Le triomphe de l’ambiguïté

C’est entendu. Le parti du président a recueilli le plus grand nombre de suffrages des électeurs qui se sont donné la peine d’aller voter ce dimanche, et tout laisse à penser que ce résultat sera confirmé par le second tour. On comprend donc qu’Emmanuel Macron se frotte les mains « in petto » tout en se gardant de tout triomphalisme visible qui pourrait passer pour de l’arrogance. Les Français doivent-ils s’en réjouir pour autant ? Rien n’est moins sûr. Les politologues, qui adorent traduire les votes individuels en tendances concertées, interprètent les résultats comme une marque de confiance, un désir de faire réussir le nouveau président.

#### [Consignes]
a – Recopiez le passage de l'extrait, depuis « C’est entendu. Le » jusqu'à « le nouveau président. » inclus.
b – Dans l'extrait, comment les politologues interprètent-ils les résultats du vote ?

#### [Données disponibles]
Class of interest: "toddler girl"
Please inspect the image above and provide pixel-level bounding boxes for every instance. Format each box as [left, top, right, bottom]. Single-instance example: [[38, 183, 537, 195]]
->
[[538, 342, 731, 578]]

#### [Corrigé]
a –
C’est entendu. Le parti du président a recueilli le plus grand nombre de suffrages des électeurs qui se sont donné la peine d’aller voter ce dimanche, et tout laisse à penser que ce résultat sera confirmé par le second tour. On comprend donc qu’Emmanuel Macron se frotte les mains « in petto » tout en se gardant de tout triomphalisme visible qui pourrait passer pour de l’arrogance. Les Français doivent-ils s’en réjouir pour autant ? Rien n’est moins sûr. Les politologues, qui adorent traduire les votes individuels en tendances concertées, interprètent les résultats comme une marque de confiance, un désir de faire réussir le nouveau président.

b – Comme une marque de confiance, un désir de faire réussir le nouveau président.